Some characters (like elves in B/X D&D and its clones) have a special bonus when looking for secret doors. They still get this bonus, but instead of detection, a successful roll means they immediately notice the correct way to open the door. However, this still triggers a random encounter check. So B/X elves, for example, are still useful for this niche, but they speed the party up and reduce risk rather than decreasing the chance of missing a secret room entirely. 

What are the five (suggested) methods for passing a secret door? Here's my working list, though I imagine these could be refined. 

1 DIRECT PRESSURE applied to the door will open it - perhaps it slides back on hinges, glides sideways on rails, or can be leveraged up from the floor. 

2 MANIPULATION WITH TOOLS is necessary to open the door. Maybe inserting a narrow dagger-blade into a crack in the mortar will depress a lever or button that opens the door. Maybe a needle poked through a small aperture triggers the catch. 

3 A SPECIFIC KEY is needed. Some object, somewhere else in this dungeon, must be inserted or applied in order to open the door. This requires somewhat special handling. If the players choose to test for this method, adjudicate as follows. If the players are already in possession of the needed key, they open the door (tell them why). If they have encountered but did not take the required key, tell them that it looks like they need to go back and get it (triggering a decision to spend more time and random encounter rolls to get into this room). If they have not yet encountered the needed key, tell the players that they realize what kind of key is needed, and that they should be on the lookout for an object of the specific description. 

4 AN ENVIRONMENTAL EFFECT must be triggered. Remember how breathing on the little key was necessary in The Fifth Element? The door's trigger must be warmed up, cooled down, licked, wetted, dried, exposed to light or dark, etc. 

5 INTERACTION ELSEWHERE IN THE ROOM opens the door. The interaction might involve one of the methods above, but not applied to the door directly. Sitting on a chair, pulling a torch-sconce, yanking a cord - across the room - will open the door. 

In each case, remember that with this method, if the players choose to try one of the 5 options, and they make the correct choice, then they get it; they don't have to start playing 20 questions to see whether it's heat, water, sweat, urine, light, baking soda, cheese, etc. that triggers the door...they just have to risk the random encounter check. Sounds easy, right? Well, not if it takes them 4 or 5 tries to open the door...

Now why didn't I choose 6 methods, so you could roll on a 1d6 table? Hold your horses, read on...

Each dungeon, or dungeon level - or maybe each dungeon-crafting faction - has its own preferred signature way of opening secret doors. That preferred method is twice as likely to appear, so that a specific dungeon can have 1d6 door-mechanism tables like this: 

Svirfneblin dungeon doors open by: 

1 Direct pressure 

2 Manipulation with tools

3 Manipulation with tools

4 A specific key

5 An environmental effect

6 Interaction elsewhere in the room 

 

PROS/CONS?

This approach certainly abandons some of the, well, secrecy of secret doors, but it makes some positive changes too:

+ entering secret rooms no longer involves a binary find/fail, but rather is about the resource-management game. Given enough time, the party WILL get into a hidden room.

(Saved entries)
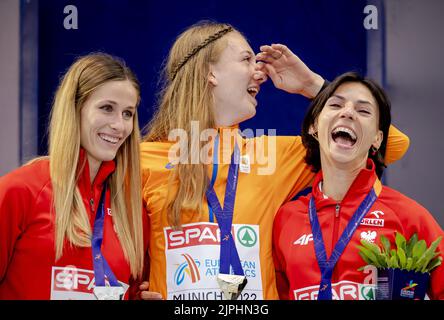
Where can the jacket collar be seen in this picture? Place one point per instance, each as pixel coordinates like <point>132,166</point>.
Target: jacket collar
<point>106,168</point>
<point>361,186</point>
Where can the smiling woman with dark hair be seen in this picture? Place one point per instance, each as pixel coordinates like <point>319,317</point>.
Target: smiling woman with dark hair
<point>315,237</point>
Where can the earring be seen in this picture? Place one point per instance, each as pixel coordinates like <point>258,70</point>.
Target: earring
<point>315,135</point>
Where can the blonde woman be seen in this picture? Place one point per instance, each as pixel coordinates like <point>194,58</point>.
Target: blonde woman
<point>71,224</point>
<point>221,248</point>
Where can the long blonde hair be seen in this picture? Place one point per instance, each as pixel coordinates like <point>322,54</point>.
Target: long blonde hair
<point>71,218</point>
<point>187,96</point>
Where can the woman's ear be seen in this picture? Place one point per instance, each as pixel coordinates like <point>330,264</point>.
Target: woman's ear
<point>313,131</point>
<point>378,140</point>
<point>212,78</point>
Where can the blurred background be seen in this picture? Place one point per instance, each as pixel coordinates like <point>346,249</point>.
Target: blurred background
<point>399,43</point>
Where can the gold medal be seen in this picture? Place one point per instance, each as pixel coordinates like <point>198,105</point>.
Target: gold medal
<point>231,285</point>
<point>109,293</point>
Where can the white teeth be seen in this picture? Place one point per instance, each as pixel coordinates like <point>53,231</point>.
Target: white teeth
<point>109,138</point>
<point>347,130</point>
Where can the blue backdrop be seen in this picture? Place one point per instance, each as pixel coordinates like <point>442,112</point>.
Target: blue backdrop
<point>327,35</point>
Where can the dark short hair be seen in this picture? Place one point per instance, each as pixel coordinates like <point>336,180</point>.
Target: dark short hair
<point>312,156</point>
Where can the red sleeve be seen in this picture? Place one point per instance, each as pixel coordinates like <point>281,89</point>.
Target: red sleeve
<point>15,201</point>
<point>282,283</point>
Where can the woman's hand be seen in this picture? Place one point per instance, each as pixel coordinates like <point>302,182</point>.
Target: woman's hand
<point>144,294</point>
<point>287,71</point>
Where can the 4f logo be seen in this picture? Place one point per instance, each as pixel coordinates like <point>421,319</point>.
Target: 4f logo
<point>304,239</point>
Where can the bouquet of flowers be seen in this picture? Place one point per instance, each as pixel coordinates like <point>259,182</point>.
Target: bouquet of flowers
<point>404,271</point>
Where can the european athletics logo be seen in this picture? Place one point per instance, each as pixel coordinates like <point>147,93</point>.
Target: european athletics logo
<point>191,267</point>
<point>409,290</point>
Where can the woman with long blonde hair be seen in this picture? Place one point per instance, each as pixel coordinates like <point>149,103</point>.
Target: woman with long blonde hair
<point>211,193</point>
<point>71,224</point>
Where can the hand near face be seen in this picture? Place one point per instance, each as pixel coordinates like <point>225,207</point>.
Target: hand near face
<point>287,71</point>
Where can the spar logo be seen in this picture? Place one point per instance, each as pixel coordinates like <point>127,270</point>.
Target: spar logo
<point>409,290</point>
<point>71,283</point>
<point>247,236</point>
<point>189,267</point>
<point>193,234</point>
<point>342,290</point>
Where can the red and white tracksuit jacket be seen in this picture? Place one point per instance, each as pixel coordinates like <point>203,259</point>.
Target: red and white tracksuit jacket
<point>297,271</point>
<point>28,269</point>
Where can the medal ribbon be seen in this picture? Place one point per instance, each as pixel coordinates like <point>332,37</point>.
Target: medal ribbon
<point>214,175</point>
<point>327,265</point>
<point>228,252</point>
<point>101,267</point>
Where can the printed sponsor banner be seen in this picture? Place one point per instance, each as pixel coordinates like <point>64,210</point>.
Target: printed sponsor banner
<point>71,283</point>
<point>342,290</point>
<point>192,257</point>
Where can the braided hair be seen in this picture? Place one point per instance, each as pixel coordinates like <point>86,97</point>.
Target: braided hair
<point>196,49</point>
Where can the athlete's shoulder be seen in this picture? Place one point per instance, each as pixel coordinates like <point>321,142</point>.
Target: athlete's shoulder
<point>25,182</point>
<point>33,174</point>
<point>293,210</point>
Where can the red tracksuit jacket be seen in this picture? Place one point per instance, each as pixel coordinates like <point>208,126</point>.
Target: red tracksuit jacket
<point>28,269</point>
<point>297,270</point>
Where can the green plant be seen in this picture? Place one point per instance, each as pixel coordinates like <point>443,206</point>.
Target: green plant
<point>408,255</point>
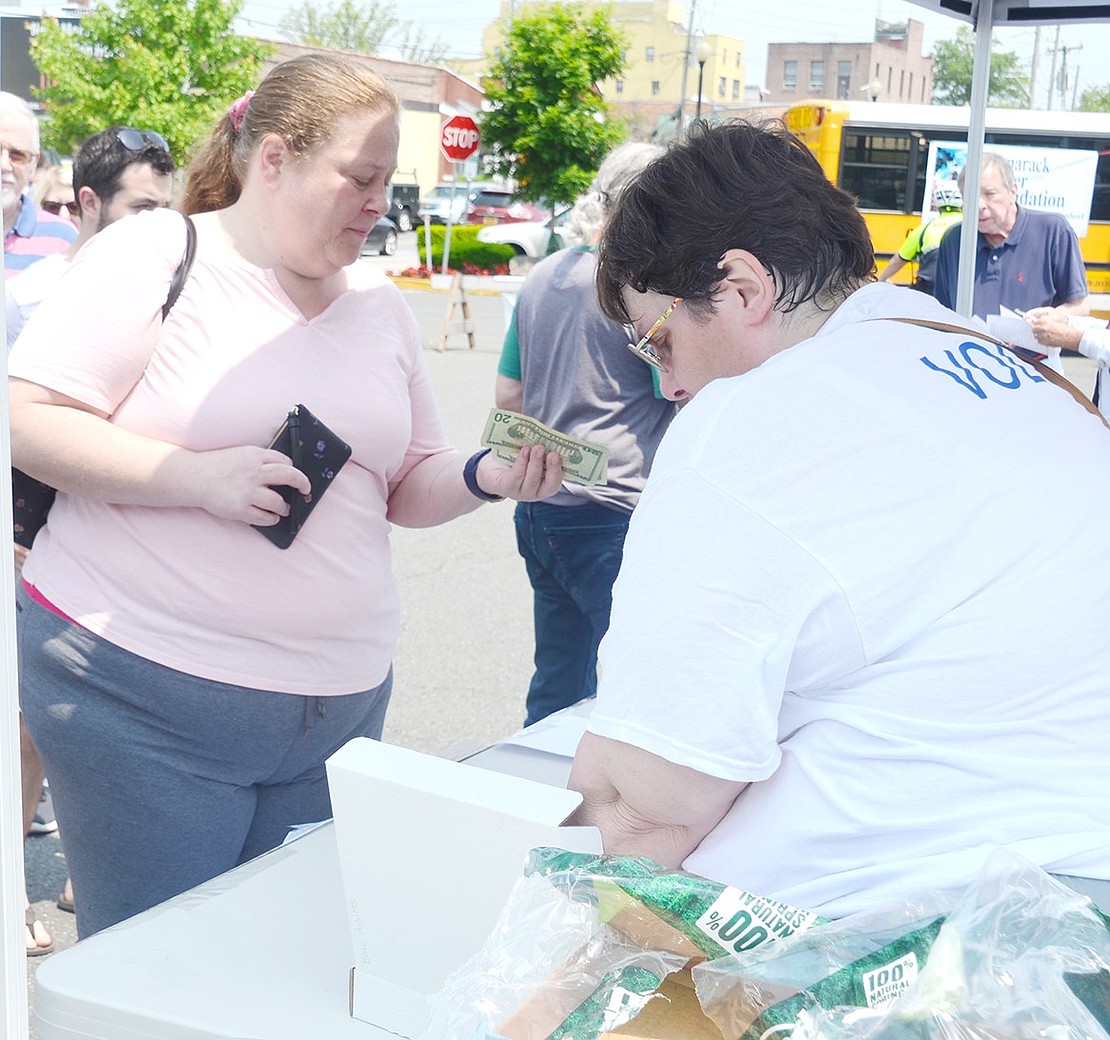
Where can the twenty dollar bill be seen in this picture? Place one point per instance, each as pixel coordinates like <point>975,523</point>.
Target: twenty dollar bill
<point>506,432</point>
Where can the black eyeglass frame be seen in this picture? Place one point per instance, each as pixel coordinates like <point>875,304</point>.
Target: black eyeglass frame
<point>137,140</point>
<point>56,208</point>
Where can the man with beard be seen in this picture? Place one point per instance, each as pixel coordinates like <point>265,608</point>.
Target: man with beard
<point>117,172</point>
<point>29,232</point>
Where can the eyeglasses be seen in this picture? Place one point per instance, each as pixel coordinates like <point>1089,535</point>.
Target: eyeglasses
<point>19,157</point>
<point>137,140</point>
<point>51,207</point>
<point>644,350</point>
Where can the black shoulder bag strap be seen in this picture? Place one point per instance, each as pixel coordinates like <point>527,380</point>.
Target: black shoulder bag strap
<point>182,273</point>
<point>1018,352</point>
<point>31,500</point>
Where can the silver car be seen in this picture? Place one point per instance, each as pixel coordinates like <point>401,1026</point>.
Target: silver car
<point>437,204</point>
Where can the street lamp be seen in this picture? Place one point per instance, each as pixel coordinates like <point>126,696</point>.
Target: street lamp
<point>703,50</point>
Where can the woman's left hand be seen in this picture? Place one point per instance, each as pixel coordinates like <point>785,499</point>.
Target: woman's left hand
<point>536,474</point>
<point>1051,329</point>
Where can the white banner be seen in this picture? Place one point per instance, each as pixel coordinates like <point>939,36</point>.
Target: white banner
<point>1060,180</point>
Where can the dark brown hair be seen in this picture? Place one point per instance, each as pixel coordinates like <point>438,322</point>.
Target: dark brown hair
<point>301,101</point>
<point>734,185</point>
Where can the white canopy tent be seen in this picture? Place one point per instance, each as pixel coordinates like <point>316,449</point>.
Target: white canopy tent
<point>985,16</point>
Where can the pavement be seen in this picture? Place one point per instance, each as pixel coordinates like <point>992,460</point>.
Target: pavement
<point>464,656</point>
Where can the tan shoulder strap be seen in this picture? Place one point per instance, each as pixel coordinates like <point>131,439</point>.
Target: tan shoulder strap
<point>1023,355</point>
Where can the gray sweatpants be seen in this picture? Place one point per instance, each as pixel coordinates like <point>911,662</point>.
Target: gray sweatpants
<point>162,780</point>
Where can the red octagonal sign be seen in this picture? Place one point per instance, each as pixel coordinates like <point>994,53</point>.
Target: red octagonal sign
<point>460,139</point>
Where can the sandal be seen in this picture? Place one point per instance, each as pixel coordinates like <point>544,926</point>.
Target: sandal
<point>32,921</point>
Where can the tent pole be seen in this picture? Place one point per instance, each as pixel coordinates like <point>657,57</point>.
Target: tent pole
<point>980,86</point>
<point>13,1011</point>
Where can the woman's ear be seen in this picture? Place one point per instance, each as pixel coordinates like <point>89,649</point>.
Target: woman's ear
<point>745,275</point>
<point>89,202</point>
<point>271,157</point>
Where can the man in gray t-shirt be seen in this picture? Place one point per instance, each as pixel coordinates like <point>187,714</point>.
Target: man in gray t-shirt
<point>568,365</point>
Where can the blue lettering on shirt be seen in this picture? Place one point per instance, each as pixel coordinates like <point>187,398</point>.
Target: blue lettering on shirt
<point>982,365</point>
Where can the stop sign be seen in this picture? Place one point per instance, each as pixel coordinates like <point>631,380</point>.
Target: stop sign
<point>460,138</point>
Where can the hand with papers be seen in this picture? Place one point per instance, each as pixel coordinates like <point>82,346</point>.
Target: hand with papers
<point>1055,326</point>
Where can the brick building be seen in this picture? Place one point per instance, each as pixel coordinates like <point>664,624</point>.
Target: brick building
<point>889,68</point>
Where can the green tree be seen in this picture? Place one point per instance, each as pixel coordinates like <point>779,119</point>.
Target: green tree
<point>365,27</point>
<point>954,61</point>
<point>547,124</point>
<point>170,66</point>
<point>1096,99</point>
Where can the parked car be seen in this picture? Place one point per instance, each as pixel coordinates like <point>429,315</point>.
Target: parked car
<point>532,239</point>
<point>404,205</point>
<point>498,205</point>
<point>382,239</point>
<point>437,203</point>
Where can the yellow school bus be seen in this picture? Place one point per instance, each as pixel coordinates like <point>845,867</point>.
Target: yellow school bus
<point>879,153</point>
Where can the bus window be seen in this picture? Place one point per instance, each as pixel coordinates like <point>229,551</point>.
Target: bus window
<point>875,168</point>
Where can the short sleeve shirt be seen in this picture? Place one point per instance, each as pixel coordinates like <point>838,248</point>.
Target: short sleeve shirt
<point>1039,264</point>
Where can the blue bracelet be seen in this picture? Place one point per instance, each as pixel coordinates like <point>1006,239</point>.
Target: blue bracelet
<point>471,477</point>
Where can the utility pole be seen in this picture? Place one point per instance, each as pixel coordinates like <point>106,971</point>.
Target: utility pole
<point>1032,69</point>
<point>1062,83</point>
<point>686,70</point>
<point>1051,76</point>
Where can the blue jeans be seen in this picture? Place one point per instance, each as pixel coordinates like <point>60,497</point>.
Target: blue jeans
<point>162,780</point>
<point>572,555</point>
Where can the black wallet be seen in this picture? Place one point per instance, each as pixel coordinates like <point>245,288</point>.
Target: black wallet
<point>319,454</point>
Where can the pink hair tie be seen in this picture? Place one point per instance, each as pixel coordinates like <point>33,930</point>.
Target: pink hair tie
<point>238,109</point>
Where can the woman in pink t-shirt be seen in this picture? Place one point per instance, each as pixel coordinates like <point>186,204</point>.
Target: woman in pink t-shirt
<point>183,677</point>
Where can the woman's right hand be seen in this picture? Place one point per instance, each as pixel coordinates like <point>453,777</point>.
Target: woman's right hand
<point>238,483</point>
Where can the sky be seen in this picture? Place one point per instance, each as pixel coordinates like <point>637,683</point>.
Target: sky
<point>757,22</point>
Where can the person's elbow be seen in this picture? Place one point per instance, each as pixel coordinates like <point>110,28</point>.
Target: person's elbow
<point>1080,306</point>
<point>508,393</point>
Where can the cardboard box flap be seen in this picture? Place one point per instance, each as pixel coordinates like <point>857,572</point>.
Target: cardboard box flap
<point>453,781</point>
<point>430,850</point>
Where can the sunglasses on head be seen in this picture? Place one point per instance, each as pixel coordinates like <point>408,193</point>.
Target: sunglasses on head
<point>51,207</point>
<point>137,140</point>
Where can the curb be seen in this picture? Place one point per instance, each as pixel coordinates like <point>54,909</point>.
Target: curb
<point>477,285</point>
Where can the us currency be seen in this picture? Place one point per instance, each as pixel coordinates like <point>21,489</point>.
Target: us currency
<point>506,432</point>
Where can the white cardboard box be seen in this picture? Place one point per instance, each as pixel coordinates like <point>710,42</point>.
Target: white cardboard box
<point>430,850</point>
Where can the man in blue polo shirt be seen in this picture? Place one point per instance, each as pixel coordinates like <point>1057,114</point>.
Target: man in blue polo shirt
<point>29,232</point>
<point>1025,258</point>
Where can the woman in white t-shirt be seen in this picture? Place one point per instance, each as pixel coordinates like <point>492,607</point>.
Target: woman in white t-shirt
<point>183,678</point>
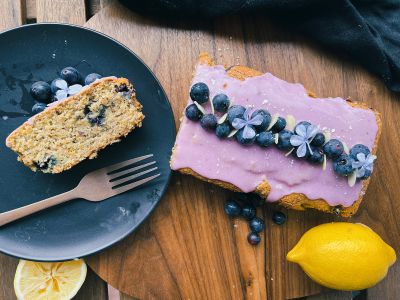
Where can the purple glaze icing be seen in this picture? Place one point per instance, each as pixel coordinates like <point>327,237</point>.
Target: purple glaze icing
<point>247,166</point>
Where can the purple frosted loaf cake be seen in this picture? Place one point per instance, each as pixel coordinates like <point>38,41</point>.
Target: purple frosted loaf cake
<point>302,151</point>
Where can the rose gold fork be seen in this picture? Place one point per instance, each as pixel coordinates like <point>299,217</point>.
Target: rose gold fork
<point>95,186</point>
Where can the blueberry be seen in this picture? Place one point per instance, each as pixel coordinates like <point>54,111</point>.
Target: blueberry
<point>343,165</point>
<point>284,140</point>
<point>248,212</point>
<point>242,140</point>
<point>317,156</point>
<point>208,121</point>
<point>359,148</point>
<point>305,123</point>
<point>193,113</point>
<point>235,111</point>
<point>279,217</point>
<point>200,92</point>
<point>70,75</point>
<point>38,108</point>
<point>253,238</point>
<point>318,140</point>
<point>232,208</point>
<point>266,119</point>
<point>256,224</point>
<point>92,77</point>
<point>221,103</point>
<point>279,125</point>
<point>58,84</point>
<point>41,91</point>
<point>265,139</point>
<point>333,148</point>
<point>223,130</point>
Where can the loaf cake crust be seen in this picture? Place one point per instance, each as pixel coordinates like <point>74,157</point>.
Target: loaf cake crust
<point>77,128</point>
<point>295,201</point>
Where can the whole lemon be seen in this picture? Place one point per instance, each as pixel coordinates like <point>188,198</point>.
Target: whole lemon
<point>343,256</point>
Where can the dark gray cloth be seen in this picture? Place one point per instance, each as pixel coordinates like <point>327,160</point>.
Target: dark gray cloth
<point>368,31</point>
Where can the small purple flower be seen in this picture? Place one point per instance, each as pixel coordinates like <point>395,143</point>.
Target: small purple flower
<point>302,139</point>
<point>66,91</point>
<point>247,124</point>
<point>363,164</point>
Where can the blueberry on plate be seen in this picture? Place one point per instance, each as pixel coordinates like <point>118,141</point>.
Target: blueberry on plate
<point>317,156</point>
<point>38,107</point>
<point>222,130</point>
<point>265,139</point>
<point>333,148</point>
<point>266,119</point>
<point>318,140</point>
<point>221,103</point>
<point>279,217</point>
<point>41,91</point>
<point>70,75</point>
<point>58,84</point>
<point>256,224</point>
<point>232,208</point>
<point>92,77</point>
<point>343,165</point>
<point>253,238</point>
<point>305,123</point>
<point>359,148</point>
<point>235,111</point>
<point>248,212</point>
<point>243,140</point>
<point>200,92</point>
<point>279,125</point>
<point>208,121</point>
<point>284,140</point>
<point>193,113</point>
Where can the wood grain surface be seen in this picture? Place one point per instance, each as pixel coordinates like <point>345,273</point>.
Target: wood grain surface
<point>188,248</point>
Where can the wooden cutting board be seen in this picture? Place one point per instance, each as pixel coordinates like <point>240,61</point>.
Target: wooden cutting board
<point>188,248</point>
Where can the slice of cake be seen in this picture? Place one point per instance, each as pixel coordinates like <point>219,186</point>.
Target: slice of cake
<point>264,135</point>
<point>76,128</point>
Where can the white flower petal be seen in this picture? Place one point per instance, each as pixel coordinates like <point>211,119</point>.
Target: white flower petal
<point>296,140</point>
<point>311,131</point>
<point>248,132</point>
<point>360,172</point>
<point>301,130</point>
<point>302,150</point>
<point>360,157</point>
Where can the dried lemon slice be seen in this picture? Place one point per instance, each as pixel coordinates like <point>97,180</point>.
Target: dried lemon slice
<point>49,280</point>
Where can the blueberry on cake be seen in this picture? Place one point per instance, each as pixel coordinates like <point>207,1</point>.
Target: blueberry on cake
<point>76,128</point>
<point>255,133</point>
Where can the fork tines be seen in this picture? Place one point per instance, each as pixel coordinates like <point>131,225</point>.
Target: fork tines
<point>117,178</point>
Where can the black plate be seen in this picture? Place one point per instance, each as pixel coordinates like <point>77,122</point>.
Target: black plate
<point>79,228</point>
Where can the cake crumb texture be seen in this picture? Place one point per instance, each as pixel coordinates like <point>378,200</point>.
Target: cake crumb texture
<point>78,127</point>
<point>294,201</point>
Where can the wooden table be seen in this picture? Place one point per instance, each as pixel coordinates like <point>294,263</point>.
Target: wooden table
<point>17,12</point>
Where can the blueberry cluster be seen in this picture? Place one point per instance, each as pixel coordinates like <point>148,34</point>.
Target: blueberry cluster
<point>67,84</point>
<point>248,211</point>
<point>259,127</point>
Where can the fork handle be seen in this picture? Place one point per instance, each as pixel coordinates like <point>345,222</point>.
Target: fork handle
<point>27,210</point>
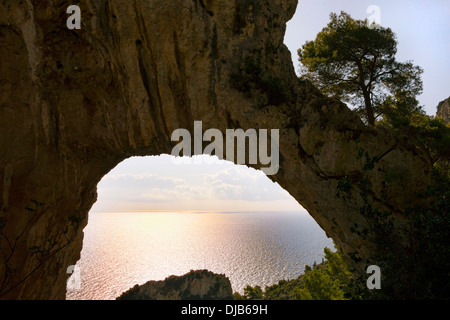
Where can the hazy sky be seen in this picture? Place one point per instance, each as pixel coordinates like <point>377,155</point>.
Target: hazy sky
<point>157,183</point>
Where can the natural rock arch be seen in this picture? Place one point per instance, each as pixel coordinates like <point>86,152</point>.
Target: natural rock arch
<point>74,103</point>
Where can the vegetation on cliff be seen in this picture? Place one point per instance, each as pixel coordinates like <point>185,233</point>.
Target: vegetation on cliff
<point>356,63</point>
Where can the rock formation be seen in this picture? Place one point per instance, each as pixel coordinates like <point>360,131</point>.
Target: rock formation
<point>75,103</point>
<point>195,285</point>
<point>443,110</point>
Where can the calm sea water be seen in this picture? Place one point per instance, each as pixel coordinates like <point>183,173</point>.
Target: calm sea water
<point>121,249</point>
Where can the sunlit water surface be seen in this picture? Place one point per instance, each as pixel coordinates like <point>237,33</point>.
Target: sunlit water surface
<point>121,249</point>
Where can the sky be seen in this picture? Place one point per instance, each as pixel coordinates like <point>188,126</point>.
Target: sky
<point>160,183</point>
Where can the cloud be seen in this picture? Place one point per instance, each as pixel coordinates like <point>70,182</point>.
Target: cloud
<point>226,183</point>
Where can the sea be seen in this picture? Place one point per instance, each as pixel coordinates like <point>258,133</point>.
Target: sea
<point>122,249</point>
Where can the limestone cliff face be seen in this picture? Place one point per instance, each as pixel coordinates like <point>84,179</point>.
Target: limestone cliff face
<point>200,284</point>
<point>75,103</point>
<point>443,110</point>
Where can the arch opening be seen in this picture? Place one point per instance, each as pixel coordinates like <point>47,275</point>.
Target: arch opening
<point>159,216</point>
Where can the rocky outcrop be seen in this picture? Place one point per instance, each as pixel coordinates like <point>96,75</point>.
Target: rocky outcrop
<point>443,110</point>
<point>75,103</point>
<point>195,285</point>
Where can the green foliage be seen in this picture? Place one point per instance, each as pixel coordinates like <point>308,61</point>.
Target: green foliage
<point>330,280</point>
<point>256,83</point>
<point>357,64</point>
<point>412,126</point>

▸ **Required actions**:
A - From the secret-door text, reproduce verbatim the passage between "In each case, remember" and "open the door...", inclusive.
B - Answer these from the secret-door text:
(i) For a character with a special bonus when looking for secret doors, what does a successful roll now mean?
(ii) In the Svirfneblin table, which method is listed twice?
(iii) Which film is cited as an example of an environmental effect?
C - List every method for passing a secret door that the secret-door text proposes.

▸ **Results by task**:
A -
In each case, remember that with this method, if the players choose to try one of the 5 options, and they make the correct choice, then they get it; they don't have to start playing 20 questions to see whether it's heat, water, sweat, urine, light, baking soda, cheese, etc. that triggers the door...they just have to risk the random encounter check. Sounds easy, right? Well, not if it takes them 4 or 5 tries to open the door...

B -
(i) The character immediately notices the correct way to open the door.
(ii) Manipulation with tools.
(iii) The Fifth Element.

C -
Direct pressure
Manipulation with tools
A specific key
An environmental effect
Interaction elsewhere in the room